═══ Supplied records

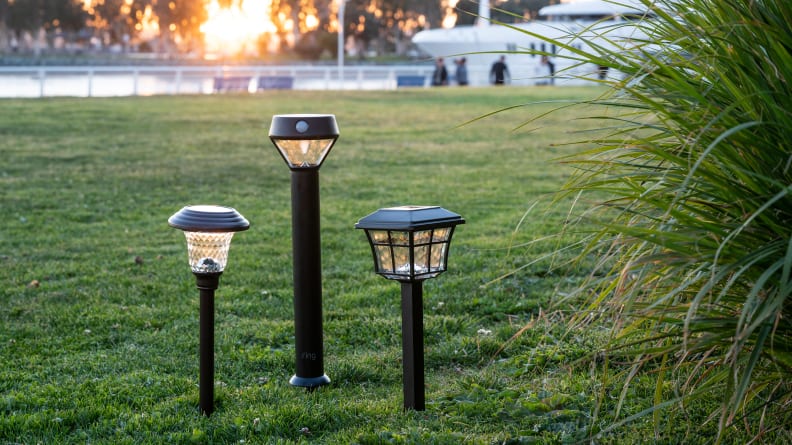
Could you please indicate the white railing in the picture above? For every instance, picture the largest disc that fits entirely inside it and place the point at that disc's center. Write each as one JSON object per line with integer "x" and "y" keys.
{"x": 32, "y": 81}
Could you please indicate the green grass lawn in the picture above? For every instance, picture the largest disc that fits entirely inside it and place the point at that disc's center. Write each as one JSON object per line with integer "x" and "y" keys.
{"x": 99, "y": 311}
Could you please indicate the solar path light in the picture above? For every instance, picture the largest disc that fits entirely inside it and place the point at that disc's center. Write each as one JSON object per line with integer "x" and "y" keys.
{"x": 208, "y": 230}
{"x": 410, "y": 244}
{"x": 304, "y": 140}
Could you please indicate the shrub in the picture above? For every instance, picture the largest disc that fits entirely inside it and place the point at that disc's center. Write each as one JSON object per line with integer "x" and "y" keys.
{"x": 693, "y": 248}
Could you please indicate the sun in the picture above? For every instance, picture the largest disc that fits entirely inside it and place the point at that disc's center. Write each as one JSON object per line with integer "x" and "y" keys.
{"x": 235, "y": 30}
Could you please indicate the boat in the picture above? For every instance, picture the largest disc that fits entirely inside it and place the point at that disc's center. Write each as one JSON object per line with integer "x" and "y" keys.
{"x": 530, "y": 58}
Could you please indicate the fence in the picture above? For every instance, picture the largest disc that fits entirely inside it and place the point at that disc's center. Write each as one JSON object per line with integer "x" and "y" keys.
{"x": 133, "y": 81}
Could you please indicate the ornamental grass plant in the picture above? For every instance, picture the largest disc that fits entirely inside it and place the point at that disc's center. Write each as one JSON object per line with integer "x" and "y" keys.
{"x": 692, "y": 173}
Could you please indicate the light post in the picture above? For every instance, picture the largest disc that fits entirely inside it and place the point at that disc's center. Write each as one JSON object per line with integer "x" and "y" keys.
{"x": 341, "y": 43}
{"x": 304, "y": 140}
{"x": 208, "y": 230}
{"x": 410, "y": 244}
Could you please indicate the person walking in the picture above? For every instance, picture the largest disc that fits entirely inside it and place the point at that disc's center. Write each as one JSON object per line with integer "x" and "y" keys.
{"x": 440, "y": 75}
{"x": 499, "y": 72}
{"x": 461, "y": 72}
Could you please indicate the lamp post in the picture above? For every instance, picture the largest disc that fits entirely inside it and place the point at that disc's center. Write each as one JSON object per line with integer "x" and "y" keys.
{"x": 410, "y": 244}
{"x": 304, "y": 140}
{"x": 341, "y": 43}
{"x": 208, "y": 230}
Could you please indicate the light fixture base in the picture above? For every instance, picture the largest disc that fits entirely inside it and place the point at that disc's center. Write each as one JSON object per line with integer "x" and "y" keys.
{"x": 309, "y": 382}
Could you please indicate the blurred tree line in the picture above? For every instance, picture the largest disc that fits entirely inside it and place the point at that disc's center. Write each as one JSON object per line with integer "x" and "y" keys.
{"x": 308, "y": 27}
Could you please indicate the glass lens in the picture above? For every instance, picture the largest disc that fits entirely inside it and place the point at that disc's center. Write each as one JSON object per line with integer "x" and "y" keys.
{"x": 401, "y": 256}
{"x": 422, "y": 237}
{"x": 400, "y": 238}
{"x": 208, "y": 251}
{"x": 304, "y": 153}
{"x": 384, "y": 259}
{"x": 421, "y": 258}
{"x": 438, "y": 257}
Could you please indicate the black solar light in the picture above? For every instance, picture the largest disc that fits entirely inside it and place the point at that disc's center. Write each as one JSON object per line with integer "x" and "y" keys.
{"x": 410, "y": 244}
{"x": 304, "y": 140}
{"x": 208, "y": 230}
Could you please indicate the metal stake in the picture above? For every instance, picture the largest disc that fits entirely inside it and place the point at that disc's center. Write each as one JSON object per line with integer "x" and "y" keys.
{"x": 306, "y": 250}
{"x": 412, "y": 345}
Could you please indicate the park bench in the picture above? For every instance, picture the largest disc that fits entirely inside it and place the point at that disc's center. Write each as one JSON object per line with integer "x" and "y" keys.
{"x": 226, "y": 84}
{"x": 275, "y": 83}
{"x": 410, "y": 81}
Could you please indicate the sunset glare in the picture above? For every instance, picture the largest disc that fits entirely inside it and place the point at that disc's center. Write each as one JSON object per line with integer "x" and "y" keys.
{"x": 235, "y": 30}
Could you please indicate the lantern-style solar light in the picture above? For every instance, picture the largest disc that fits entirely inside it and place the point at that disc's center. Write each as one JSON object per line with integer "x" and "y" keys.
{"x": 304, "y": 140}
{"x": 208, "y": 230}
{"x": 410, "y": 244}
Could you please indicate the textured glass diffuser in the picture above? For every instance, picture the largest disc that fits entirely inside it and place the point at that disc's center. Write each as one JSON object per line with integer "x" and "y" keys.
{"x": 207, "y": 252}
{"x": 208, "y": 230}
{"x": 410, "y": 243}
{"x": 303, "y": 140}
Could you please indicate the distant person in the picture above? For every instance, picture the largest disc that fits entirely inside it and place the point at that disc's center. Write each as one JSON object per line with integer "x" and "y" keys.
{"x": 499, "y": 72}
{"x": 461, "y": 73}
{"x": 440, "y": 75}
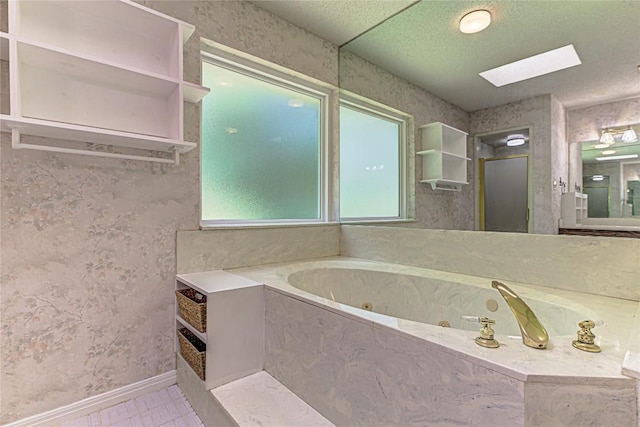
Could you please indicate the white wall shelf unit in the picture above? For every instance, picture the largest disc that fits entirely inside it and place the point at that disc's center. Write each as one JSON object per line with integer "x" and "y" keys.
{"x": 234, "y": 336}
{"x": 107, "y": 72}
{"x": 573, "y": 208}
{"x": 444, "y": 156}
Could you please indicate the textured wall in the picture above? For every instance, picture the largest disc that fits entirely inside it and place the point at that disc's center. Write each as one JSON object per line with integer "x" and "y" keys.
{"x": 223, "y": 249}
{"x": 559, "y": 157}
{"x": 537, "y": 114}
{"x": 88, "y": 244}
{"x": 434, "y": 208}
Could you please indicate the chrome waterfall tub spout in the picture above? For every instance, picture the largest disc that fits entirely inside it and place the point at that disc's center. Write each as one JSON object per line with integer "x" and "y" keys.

══════

Leave out the pictures, then return every line of the data exactly.

Could you please indicate the white railing in the picture above? For every instance, picture the largest disc that fits entirely inside it and place the point at that disc's center. Write each as one JSON object per line with integer "x" and "y" keys.
{"x": 32, "y": 81}
Could you please indicate the green grass lawn in the picture above? For every instance, picture the largest disc that fits entirely inside it and place the point at that disc's center. Write each as one JSON object per line with integer "x" and "y" keys.
{"x": 99, "y": 311}
Could you please indicate the solar path light in the picture above? For every instance, picture the largest disc that fits entirely inside it and place the point at that disc's center. Write each as one JSON object per line with integer "x" and "y" keys.
{"x": 208, "y": 230}
{"x": 410, "y": 244}
{"x": 304, "y": 140}
Could you please indicate the shrub in the picture above? For every instance, picture the largest disc that fits entirely inside it and place the point at that disc's center. Write each as one JSON object per line with integer "x" and "y" keys.
{"x": 693, "y": 248}
Could you please indicate the sun in the picture above? For every instance, picture the largest disc that fits entirely inside it and place the point at that disc's center. Write each as one JSON object per line with integer "x" and "y" keys.
{"x": 235, "y": 30}
Could you please indicate the boat in the picture above? For every instance, picture the largest disc that fits entirely inside it and place the point at that disc's center. Write each as one JSON object per line with integer "x" and "y" keys.
{"x": 530, "y": 58}
Could you please indicate the fence in the picture above? For every instance, picture the largest disc that fits entirely inside it and place the point at that disc's center. Write each as one JSON object per line with integer "x" and "y" keys.
{"x": 133, "y": 81}
Could you please indicate the ornamental grass plant in the picture above? For every instance, picture the largest disc that fits entirely inside it and place the point at that disc's center. Write each as one JSON object per line with integer "x" and "y" keys.
{"x": 692, "y": 173}
Could you please indicate the light post in the picture above? For every instance, picture the largest disc that fits entirely inside it and place the point at that disc's center. Write each as one JSON object per line with integer "x" and "y" keys.
{"x": 341, "y": 43}
{"x": 304, "y": 140}
{"x": 208, "y": 230}
{"x": 410, "y": 244}
Could you please indicate the person walking in the picture above? For every instance, picture the largest disc that fits entirely inside it and place the point at that disc's center. Write each as one JSON object per line with integer "x" and "y" keys.
{"x": 440, "y": 75}
{"x": 499, "y": 72}
{"x": 461, "y": 72}
Could you please indicate the lamp post in the picture above? For every instance, picture the largest disc that fits entirely inside it and place the point at that disc's center. Write each as one JSON object per line with integer "x" and "y" keys.
{"x": 410, "y": 244}
{"x": 304, "y": 140}
{"x": 341, "y": 43}
{"x": 208, "y": 230}
Could you please indicate the light fixture base in the picture above? For every instance, picture the largest disc that fits entirely inside it and place the point at that disc's center. Write each as one JSON object per line with integer "x" and "y" keys.
{"x": 309, "y": 382}
Could you please indicate the blurred tree line in the picture above? For every instance, picture the largest disc that fits entirely inside it and place the point at that disc's center. Write each as one JSON object per line with integer "x" and "y" keys.
{"x": 308, "y": 27}
Could you please indicate the glass lens in the picture above? For every instance, picture the largest disc that fits entirely inside it and place the point at that disc's center. Write each as one JSON object per line with integer "x" and "y" keys.
{"x": 401, "y": 256}
{"x": 422, "y": 237}
{"x": 400, "y": 238}
{"x": 208, "y": 251}
{"x": 304, "y": 153}
{"x": 384, "y": 259}
{"x": 421, "y": 258}
{"x": 438, "y": 257}
Could you please indicate the black solar light in the picture above? For every instance, picture the largest disc that fits entirely inside it and place the point at that disc's center. Write each as one JSON object per line with integer "x" and "y" keys.
{"x": 410, "y": 244}
{"x": 304, "y": 140}
{"x": 208, "y": 230}
Could you please indicate the metal stake in the picture above? For every instance, picture the largest disc that fits entirely inside it and place the point at that disc's center. Write each as one JSON object per line with integer "x" and "y" keys.
{"x": 306, "y": 250}
{"x": 412, "y": 345}
Could you please indicate the park bench in the picture above? For every instance, picture the largest disc that fits entirely inside it and place the point at that disc's center. Write each as one JSON object per line with integer "x" and "y" keys.
{"x": 226, "y": 84}
{"x": 275, "y": 83}
{"x": 410, "y": 81}
Could you please indicate the sunset glare in the picture above? For every instance, picture the largest disc that fits entirely inside it and place the point at that disc's center. Write each as one JSON object per line with integer "x" and "y" keys.
{"x": 235, "y": 30}
Could you please indicate the lantern-style solar light in the picture above? For every instance, picture the largest disc that fits entirely inside it and place the point at that disc's center. Write each as one JSON object per line with integer "x" and "y" keys.
{"x": 304, "y": 140}
{"x": 208, "y": 230}
{"x": 410, "y": 244}
Could you please indicate the textured glass diffuser in the picture above? For every instance, picture the largest disc that fits entirely inside it and place the point at that disc's center. Write each as one JSON object per line with integer "x" and "y" keys.
{"x": 207, "y": 252}
{"x": 208, "y": 230}
{"x": 410, "y": 243}
{"x": 303, "y": 140}
Could you please indicate the distant person in the picture above? For every instance, picture the largest disc that fits entirely inside it and place the point at that disc's center. Write each as one JSON object per line with integer "x" and "y" keys.
{"x": 499, "y": 72}
{"x": 461, "y": 73}
{"x": 440, "y": 75}
Could you please indicate the white wall shelf unit in the picture above? For every instance, picture the largest disc that fits entirely inside it and place the point at that disc's center. Write each as one JSON object per line with integer "x" and "y" keys.
{"x": 234, "y": 336}
{"x": 107, "y": 72}
{"x": 573, "y": 208}
{"x": 444, "y": 156}
Could you please indicate the textured wall in the picture above? For every instance, picture the largest disc that fits entirely inside it and place the point at that disc's center. Write each as one JSON object per line with integer "x" and "y" keys.
{"x": 223, "y": 249}
{"x": 559, "y": 157}
{"x": 537, "y": 114}
{"x": 88, "y": 244}
{"x": 434, "y": 208}
Could you please indicate the chrome waterfall tub spout in the picture above? For every instance, picture the largest disc that fits entirely inside it and place the point at that disc's center. Write each as one JSON object per line with integer "x" and "y" keys.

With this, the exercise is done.